Locate each line in the data below that contains the string “curly”, and copy every such line in full.
---- Data provided
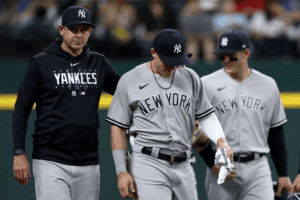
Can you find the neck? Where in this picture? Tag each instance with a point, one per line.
(162, 73)
(70, 51)
(239, 75)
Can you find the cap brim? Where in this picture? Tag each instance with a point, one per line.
(79, 23)
(226, 51)
(175, 60)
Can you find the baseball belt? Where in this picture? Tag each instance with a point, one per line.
(173, 159)
(246, 157)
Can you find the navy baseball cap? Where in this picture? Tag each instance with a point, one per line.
(170, 47)
(75, 15)
(232, 42)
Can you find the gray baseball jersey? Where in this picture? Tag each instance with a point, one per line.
(246, 110)
(162, 118)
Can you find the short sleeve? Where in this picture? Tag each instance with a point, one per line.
(278, 116)
(203, 106)
(119, 112)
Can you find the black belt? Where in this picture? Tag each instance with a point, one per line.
(173, 159)
(246, 157)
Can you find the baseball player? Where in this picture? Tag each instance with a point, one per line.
(296, 183)
(249, 108)
(159, 102)
(65, 81)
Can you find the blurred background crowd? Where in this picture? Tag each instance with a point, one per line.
(126, 28)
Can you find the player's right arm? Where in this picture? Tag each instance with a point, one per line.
(23, 106)
(119, 147)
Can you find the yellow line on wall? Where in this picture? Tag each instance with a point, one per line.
(290, 100)
(7, 101)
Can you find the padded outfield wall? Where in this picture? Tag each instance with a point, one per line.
(286, 73)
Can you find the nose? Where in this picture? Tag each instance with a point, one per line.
(226, 58)
(79, 33)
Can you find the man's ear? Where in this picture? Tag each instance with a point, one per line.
(60, 28)
(247, 53)
(153, 52)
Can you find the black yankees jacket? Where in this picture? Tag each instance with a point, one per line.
(67, 91)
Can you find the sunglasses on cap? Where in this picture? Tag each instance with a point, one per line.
(222, 57)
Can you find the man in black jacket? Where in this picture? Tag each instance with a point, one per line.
(65, 81)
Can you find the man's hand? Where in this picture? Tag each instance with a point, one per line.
(224, 157)
(125, 181)
(200, 139)
(21, 168)
(296, 184)
(284, 183)
(232, 175)
(222, 143)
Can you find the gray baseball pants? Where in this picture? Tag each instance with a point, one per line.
(254, 182)
(158, 179)
(55, 181)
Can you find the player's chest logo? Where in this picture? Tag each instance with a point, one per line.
(243, 102)
(142, 86)
(171, 100)
(78, 80)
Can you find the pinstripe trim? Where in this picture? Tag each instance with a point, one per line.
(114, 122)
(278, 123)
(205, 113)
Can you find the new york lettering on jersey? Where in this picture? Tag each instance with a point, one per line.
(174, 100)
(232, 103)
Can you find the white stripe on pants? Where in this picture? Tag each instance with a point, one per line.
(55, 181)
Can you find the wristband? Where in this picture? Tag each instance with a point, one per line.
(119, 156)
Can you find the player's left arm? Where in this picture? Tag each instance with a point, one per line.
(276, 141)
(202, 144)
(111, 77)
(119, 147)
(296, 183)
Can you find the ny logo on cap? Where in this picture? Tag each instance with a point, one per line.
(177, 48)
(81, 13)
(224, 41)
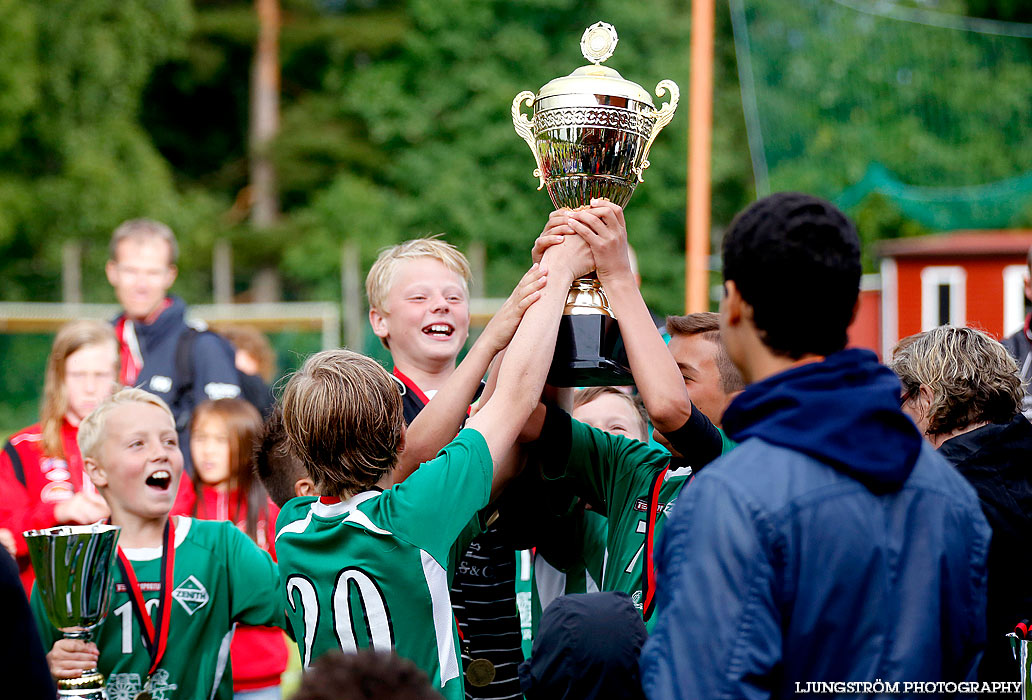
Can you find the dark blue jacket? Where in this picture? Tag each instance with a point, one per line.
(213, 359)
(832, 545)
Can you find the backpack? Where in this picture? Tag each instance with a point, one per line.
(253, 389)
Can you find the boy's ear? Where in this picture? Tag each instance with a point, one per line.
(400, 441)
(305, 486)
(379, 323)
(732, 306)
(96, 473)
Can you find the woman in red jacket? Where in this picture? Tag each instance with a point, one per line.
(41, 479)
(222, 437)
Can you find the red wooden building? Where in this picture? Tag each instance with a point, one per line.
(962, 278)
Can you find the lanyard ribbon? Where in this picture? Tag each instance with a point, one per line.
(648, 566)
(155, 638)
(411, 386)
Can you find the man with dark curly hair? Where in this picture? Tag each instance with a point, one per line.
(365, 675)
(833, 544)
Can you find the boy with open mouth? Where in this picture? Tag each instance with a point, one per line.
(181, 585)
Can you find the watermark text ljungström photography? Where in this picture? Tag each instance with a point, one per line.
(879, 687)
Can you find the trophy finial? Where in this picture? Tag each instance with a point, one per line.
(599, 42)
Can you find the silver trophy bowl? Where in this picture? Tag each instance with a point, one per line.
(73, 567)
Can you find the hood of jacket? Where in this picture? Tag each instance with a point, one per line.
(587, 646)
(168, 323)
(843, 411)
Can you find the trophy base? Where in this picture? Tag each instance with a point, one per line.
(88, 687)
(589, 352)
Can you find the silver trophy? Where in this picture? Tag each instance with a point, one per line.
(73, 566)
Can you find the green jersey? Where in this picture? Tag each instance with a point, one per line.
(615, 475)
(221, 577)
(374, 571)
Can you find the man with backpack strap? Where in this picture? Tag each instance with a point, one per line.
(152, 327)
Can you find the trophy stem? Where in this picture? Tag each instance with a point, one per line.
(587, 296)
(90, 686)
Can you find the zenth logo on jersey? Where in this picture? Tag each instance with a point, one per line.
(191, 595)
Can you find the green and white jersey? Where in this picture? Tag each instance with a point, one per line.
(615, 474)
(221, 577)
(374, 571)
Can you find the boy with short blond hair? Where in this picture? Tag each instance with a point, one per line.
(418, 294)
(398, 547)
(192, 580)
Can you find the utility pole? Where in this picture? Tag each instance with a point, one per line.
(700, 153)
(264, 114)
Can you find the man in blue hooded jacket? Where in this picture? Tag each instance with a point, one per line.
(833, 545)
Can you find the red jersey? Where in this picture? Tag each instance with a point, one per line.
(258, 654)
(32, 483)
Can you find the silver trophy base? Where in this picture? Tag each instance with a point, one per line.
(87, 687)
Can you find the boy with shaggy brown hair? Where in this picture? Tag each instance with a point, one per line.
(344, 419)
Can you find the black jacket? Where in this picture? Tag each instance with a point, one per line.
(587, 647)
(213, 361)
(997, 460)
(1020, 347)
(23, 659)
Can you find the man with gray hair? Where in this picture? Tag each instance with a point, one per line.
(1020, 345)
(160, 351)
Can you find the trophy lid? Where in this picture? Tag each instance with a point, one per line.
(598, 43)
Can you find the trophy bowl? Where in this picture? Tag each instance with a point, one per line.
(73, 567)
(590, 133)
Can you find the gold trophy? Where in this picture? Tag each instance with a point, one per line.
(590, 134)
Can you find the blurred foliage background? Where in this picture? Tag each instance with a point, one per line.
(394, 122)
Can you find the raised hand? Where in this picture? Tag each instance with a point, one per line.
(603, 228)
(556, 227)
(70, 657)
(571, 255)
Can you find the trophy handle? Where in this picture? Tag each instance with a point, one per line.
(525, 129)
(663, 118)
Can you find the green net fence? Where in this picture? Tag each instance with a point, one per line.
(931, 110)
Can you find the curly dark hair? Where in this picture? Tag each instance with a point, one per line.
(365, 675)
(795, 258)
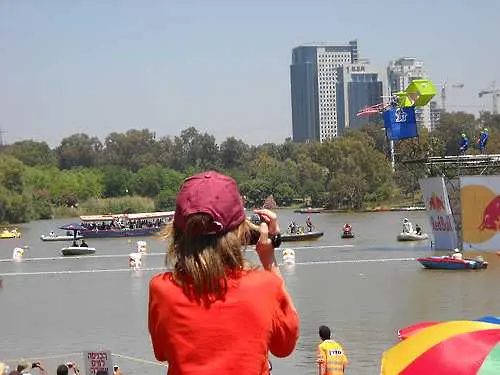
--------
Reply to the task:
Can you find the man with dark curly hair? Where in this picture? Tag each instance with a point, one per line.
Can you find the curly dark hair? Where in this picture? Tag each instance with a point, one per line.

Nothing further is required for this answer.